### Lesetext
------------------------
Kalt war es dennoch zu keinem Zeitpunkt. Wir waren ja vom 3. 9. bis 11.9.2021 – also im Sommer – auf der Märkischen Umfahrt in einer erweiterten Gestaltung südöstlich von Berlin unterwegs. Das Berliner Urstromtal hielt uns dort ein großzügiges und weitläufiges Ruderrevier bereit. Die gesamte Gegend wurde von den Gletschern der Eiszeit geformt. Sie hat uns 300 Seen hinterlassen, die zum Teil glücklicherweise durch Flussläufe und Kanäle so miteinander verbunden sind, die wir rudernd genießen können. Es gab sehr viel grüne Natur und Ruhe dazu. Schon an dieser Stelle sei Elke und Frank gedankt, die in den letzten Jahren offensichtlich durch mehrere Rudertouren die Vorhut für uns waren und uns bestens durch die Gewässer geführt haben.

2 Frauen und 8 Männer trafen sich am Freitag um 17 Uhr am Bootshaus. Bis kurz nach 20 Uhr wurden 2 Mietwagen abgeholt, 2 Boote und 2 Zelte sowie Biertischgarnieturen in und auf den Bootsanhänger verladen sowie der „Küchenanhänger“ mit der notwendigen Kochausstattung sowie den festen und flüssigen Lebensmitteln ausgestattet. Die Rollen waren kompetent nach Kompetenz verteilt, so dass alles recht schnell ablief und danach das persönliche Gepäck verstaut werden konnte. Um 20.15 Uhr konnten wir uns von Esslingen verabschieden. Kurz vor Mitternacht kam es wie immer zu einem ersten Höhepunkt der Fahrt im Konvoi. Mitternachtssnack auf dem Rastplatz „Thüringer Wald“ samt Fahrerwechsel. Nach einem weiteren Fahrerwechsel um 3.30 Uhr waren wir bei Tagesanbruch um 5.30 Uhr an unserem Standquartier beim Ruderverein in Storkow.
------------------------
### Datenzeilen
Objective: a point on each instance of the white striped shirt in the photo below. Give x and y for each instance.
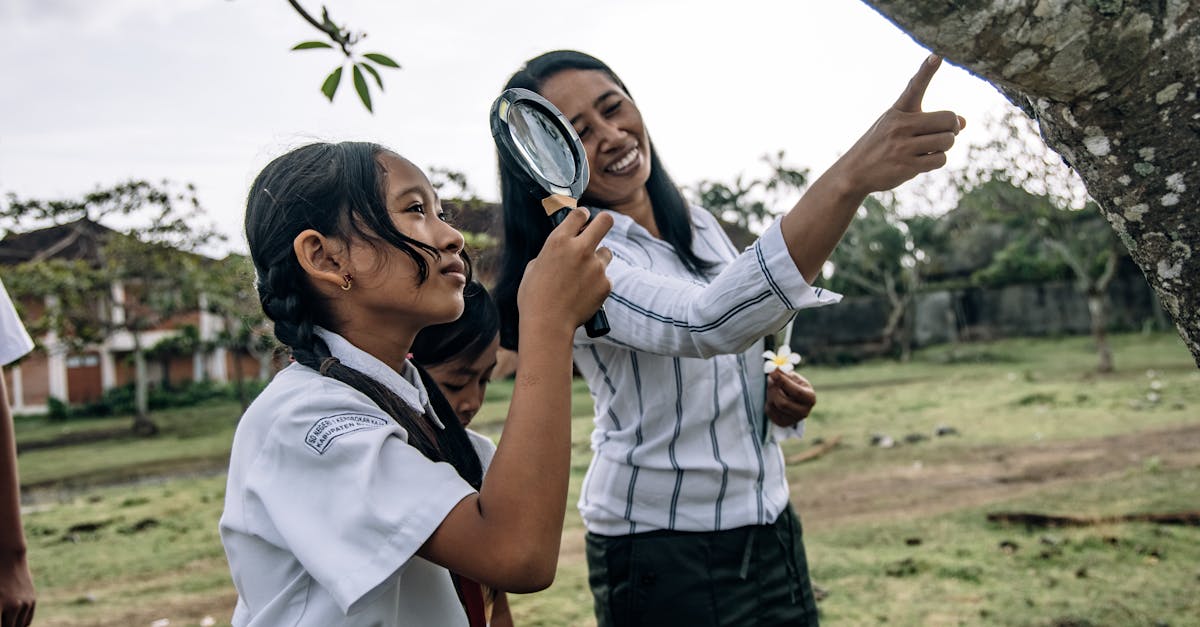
------------------------
### Aufgaben zur Übung
(a) Um wie viel Uhr konnte sich die Gruppe laut Lesetext von Esslingen verabschieden?
(b) Nimm den Lesetext über die Ruderfahrt dort auf, wo er aufhört, und schreib ihn weiter.

### Die Antworten
(a) Um 20.15 Uhr.

(b)
Storkow ist eine der ältesten Städte Brandenburgs, knapp 50 Kilometer südöstlich von Berlin, die im zentralen Ort 7000 und mit allen Eingemeindungen knapp 15000 Einwohner hat. Der größte Arbeitgeber dürfte augenscheinlich die Bundeswehr mit einer großen Kaserne sein. Ein Ort der Störche wäre man neuerdings auch gerne – jedoch haben wir weder einen gesehen noch deren Nester. Der Name ist eine Ableitung eines alten Wortes das wohl die Bedeutung “Weg durch die Sümpfe” hatte. Die Kriegsgräberstätte auf dem Friedhof, 300 Meter vom Ruderverein entfernt, weist dennoch darauf hin, dass am Ende des 2. Weltkriegs in diesem Sumpf die Schlacht um Berlin tobte. Knapp 900 Tote liegen hier begraben, die vielfach als Verwundete auch noch in den Wochen und Monaten nach dem Kriegsende verstarben.

Völlig übermüdet widmeten wir uns der Festlegung der Standorte für unsere Zelte und der Erzeugung eines Frühstücks für die Truppe – denn „Ohne Gaffee gönn mer nich gämpfn “. Nachdem uns dann ein Einheimischer gesagt hatte, wohin die Zelte sollen, stand alles bis 9 Uhr, so dass das Rudern vor 10 Uhr am Steg des Vereins beginnen konnte. Bis zur Mittagspause an der Schleuse Prieroser Mühle durften wir zum Eingewöhnen schon mal 28 Kilometer unseren geliebten Sport ausüben. Für den Nachmittag hatte die Fahrtenleitung weitere 20 Kilometer bis zur Badestelle in Köthen am Köthener See bereitgestellt. Hier war zu erfahren, dass an diesem Ort die auswärtigen Diplomaten des diplomatischen Corps in der DDR die Möglichkeit hatten Pferde zu bekommen, um den Reitsport auszuüben. Der Landdienst machte die Erfahrung, dass unterwegs weit und breit keine Einkaufsmöglichkeit zur Verfügung stand. Gott sei Dank hatten wir für das Abendessen bereits in Esslingen vorgesorgt.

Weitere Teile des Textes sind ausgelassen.